:: WORK REQUIRED ::
All of the entries must be reproduced exactly, with no images carried over.

:: RECORDS SUPPLIED ::
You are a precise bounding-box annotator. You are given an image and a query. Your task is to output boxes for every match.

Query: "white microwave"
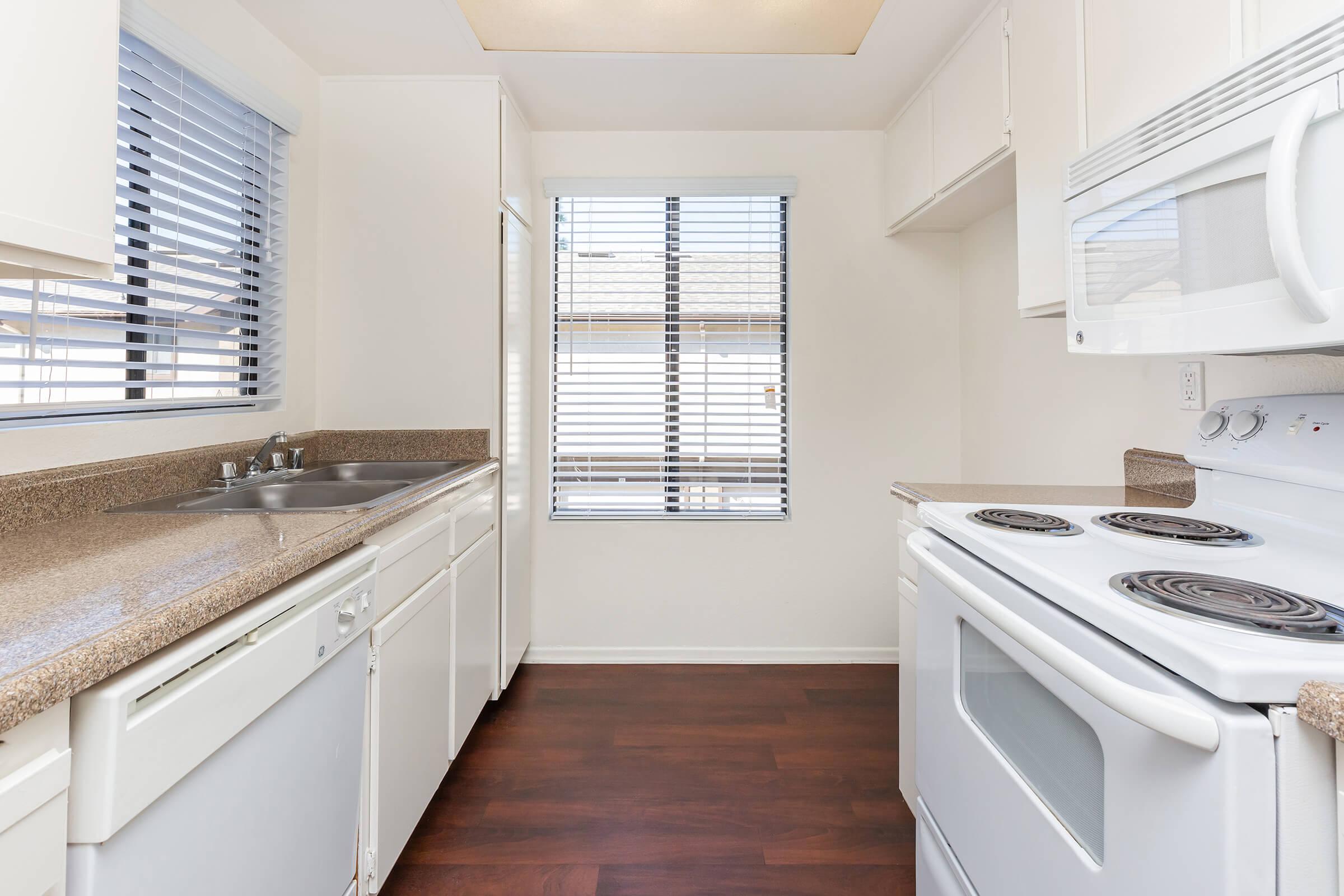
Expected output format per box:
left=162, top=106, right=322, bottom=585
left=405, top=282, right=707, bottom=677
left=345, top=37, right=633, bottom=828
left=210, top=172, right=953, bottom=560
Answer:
left=1066, top=16, right=1344, bottom=354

:: EXERCISE RESULT ::
You are a precise bounding-box annotator. You are given an image and a query. Your task is to output boxes for every match.

Query: "white microwave"
Expected output format per box:
left=162, top=106, right=322, bottom=585
left=405, top=282, right=707, bottom=677
left=345, top=37, right=633, bottom=828
left=210, top=172, right=953, bottom=560
Answer:
left=1066, top=16, right=1344, bottom=354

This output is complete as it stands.